PROBLEM TO SOLVE:
Reproduce word for word the stretch of the forum thread on running game turns online from "What woud be" through "all right there.".

EXTRACT PROVIDED:
┄┄┄┄┄┄┄┄┄┄┄┄┄┄┄┄┄┄┄┄

This process is generally what is done as players huddle over the map, counting squares for their ranges, etc.  As a DM you always say... "please be ready with your turn"...  but it never happens.  With this you could time each player and award bonuses for quick play.

What woud be really nice is if there was a list of available choices for players to click on, and potentially if an action was unavailable the reason why it was for that character at that time.  For example if you are laying prone, a lot of options are not available to you.  It would be nice if your list of choices reported that (f) as well as a status area for yourself.

What I'm really talking about is a process that speeds up turns and fully empowers the DM to be able to manage play over long distances over the internet without having to explain a lot, as hopefully its all right there.


----------



## Luke (Jun 14, 2005)

*Thanks !!!  Now for a beta program !*

Thanks guys. Excellent suggestions.

I've already done a lot of work, and I can see that I'll need to implement the full set of features in stages.

┄┄┄┄┄┄┄┄┄┄┄┄┄┄┄┄┄┄┄┄

DATA SEGMENT:

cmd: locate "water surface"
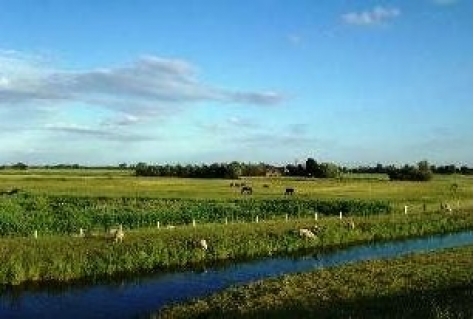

┄┄┄┄┄┄┄┄┄┄┄┄┄┄┄┄┄┄┄┄

FINAL RESULT:
What woud be really nice is if there was a list of available choices for players to click on, and potentially if an action was unavailable the reason why it was for that character at that time.  For example if you are laying prone, a lot of options are not available to you.  It would be nice if your list of choices reported that (f) as well as a status area for yourself.

What I'm really talking about is a process that speeds up turns and fully empowers the DM to be able to manage play over long distances over the internet without having to explain a lot, as hopefully its all right there.